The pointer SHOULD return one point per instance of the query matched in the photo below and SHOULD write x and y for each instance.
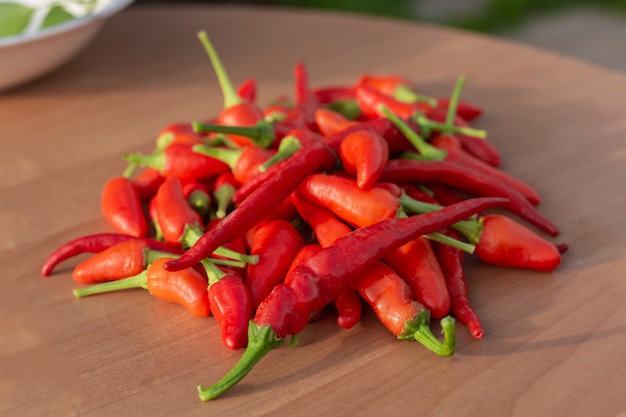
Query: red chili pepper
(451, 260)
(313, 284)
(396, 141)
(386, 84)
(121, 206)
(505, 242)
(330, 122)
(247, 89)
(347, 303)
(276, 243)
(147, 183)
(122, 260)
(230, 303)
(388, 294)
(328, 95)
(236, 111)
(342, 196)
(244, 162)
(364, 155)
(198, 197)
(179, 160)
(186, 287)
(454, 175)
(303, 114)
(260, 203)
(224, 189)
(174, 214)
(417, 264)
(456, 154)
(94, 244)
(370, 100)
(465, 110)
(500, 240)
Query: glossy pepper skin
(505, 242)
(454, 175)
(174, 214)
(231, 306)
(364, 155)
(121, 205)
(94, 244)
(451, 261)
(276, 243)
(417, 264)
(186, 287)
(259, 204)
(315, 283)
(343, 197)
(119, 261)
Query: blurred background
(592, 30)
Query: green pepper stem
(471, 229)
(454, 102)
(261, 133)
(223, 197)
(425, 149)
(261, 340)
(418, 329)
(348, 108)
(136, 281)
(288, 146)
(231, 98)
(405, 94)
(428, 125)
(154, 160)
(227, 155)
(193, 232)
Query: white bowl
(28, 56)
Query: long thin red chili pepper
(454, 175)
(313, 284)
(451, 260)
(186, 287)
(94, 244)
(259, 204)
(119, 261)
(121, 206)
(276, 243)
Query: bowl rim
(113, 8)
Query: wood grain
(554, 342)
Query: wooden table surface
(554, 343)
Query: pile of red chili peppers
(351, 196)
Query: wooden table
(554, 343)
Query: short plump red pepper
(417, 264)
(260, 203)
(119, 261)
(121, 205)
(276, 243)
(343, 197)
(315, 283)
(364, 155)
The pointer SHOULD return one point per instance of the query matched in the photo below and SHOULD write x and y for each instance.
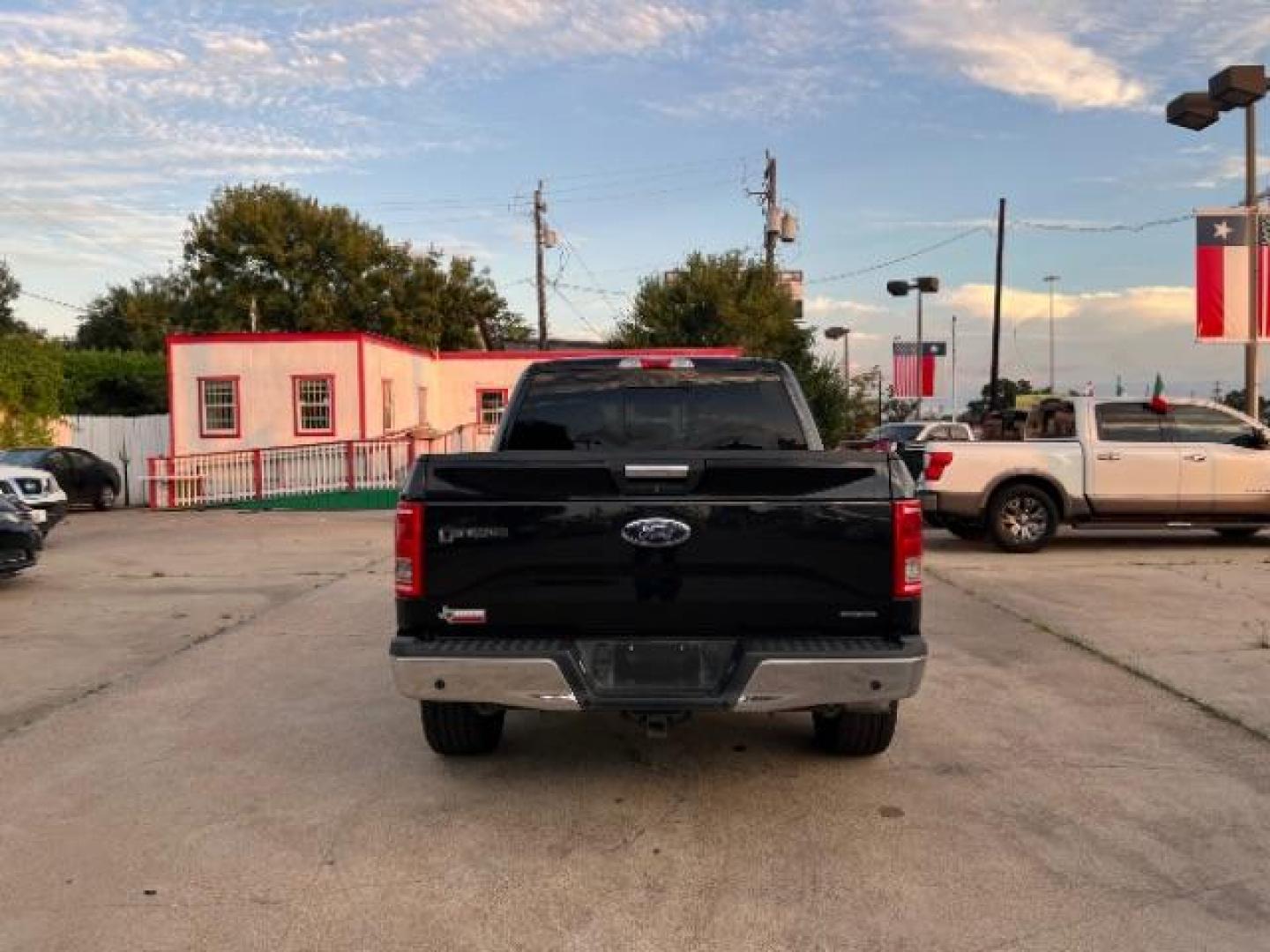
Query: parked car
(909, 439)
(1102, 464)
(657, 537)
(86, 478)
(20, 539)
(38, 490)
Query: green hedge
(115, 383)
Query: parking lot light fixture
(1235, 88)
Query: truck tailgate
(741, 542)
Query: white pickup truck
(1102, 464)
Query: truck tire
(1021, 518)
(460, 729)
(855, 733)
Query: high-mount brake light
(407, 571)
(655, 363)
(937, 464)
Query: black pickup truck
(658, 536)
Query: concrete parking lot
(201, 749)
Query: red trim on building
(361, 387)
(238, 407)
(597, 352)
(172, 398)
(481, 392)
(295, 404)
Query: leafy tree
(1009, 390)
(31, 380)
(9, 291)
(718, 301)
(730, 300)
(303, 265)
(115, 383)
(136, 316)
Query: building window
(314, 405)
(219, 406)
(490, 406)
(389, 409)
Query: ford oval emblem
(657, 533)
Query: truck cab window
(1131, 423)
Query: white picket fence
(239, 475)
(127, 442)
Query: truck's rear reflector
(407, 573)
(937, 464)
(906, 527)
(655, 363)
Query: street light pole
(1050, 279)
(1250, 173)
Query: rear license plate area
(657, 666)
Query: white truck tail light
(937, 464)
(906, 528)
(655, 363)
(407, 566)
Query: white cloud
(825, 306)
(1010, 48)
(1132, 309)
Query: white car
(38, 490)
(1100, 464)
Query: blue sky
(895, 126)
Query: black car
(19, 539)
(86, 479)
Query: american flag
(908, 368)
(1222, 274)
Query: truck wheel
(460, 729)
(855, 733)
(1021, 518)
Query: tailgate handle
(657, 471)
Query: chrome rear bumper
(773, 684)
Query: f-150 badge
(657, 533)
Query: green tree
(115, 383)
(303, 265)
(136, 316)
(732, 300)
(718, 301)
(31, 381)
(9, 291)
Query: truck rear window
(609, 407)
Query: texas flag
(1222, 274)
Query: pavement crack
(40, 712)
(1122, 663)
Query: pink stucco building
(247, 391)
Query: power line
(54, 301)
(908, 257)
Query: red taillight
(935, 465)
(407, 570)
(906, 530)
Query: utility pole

★ ★ ★ ★ ★

:: Exercise ::
Write out the lines above from the one containing "Query: red trim on building" through the last, exactly as they are.

:: Output of the task ::
Query: red trim on building
(361, 387)
(238, 407)
(597, 352)
(172, 398)
(481, 392)
(295, 404)
Query: leafy tree
(1009, 390)
(31, 380)
(9, 291)
(718, 301)
(730, 300)
(303, 265)
(115, 383)
(136, 316)
Query: building window
(314, 405)
(219, 406)
(490, 406)
(389, 409)
Query: ford oval emblem
(657, 533)
Query: truck cab window
(1131, 423)
Query: white picket fence
(239, 475)
(127, 442)
Query: truck's rear reflector
(407, 573)
(937, 464)
(906, 527)
(655, 363)
Query: street light pole
(1050, 279)
(1250, 173)
Query: rear license plate area
(657, 666)
Query: white truck tail light
(937, 464)
(906, 528)
(655, 363)
(407, 566)
Query: white cloud
(825, 306)
(1010, 48)
(1132, 309)
Query: white car
(38, 490)
(1100, 464)
Query: blue sky
(895, 126)
Query: black car
(19, 539)
(86, 479)
Query: american flag
(908, 368)
(1222, 274)
Query: truck wheel
(460, 729)
(855, 733)
(1021, 518)
Query: tailgate handle
(657, 471)
Query: chrome rear bumper
(773, 684)
Query: f-150 badge
(657, 533)
Query: green tree
(115, 383)
(303, 265)
(136, 316)
(732, 300)
(718, 301)
(31, 381)
(9, 291)
Query: truck rear window
(609, 407)
Query: texas flag
(1222, 274)
Query: pavement crack
(40, 712)
(1122, 663)
Query: pink stucco building
(247, 391)
Query: power line
(54, 301)
(908, 257)
Query: red taillight
(935, 465)
(407, 570)
(906, 530)
Query: utility pole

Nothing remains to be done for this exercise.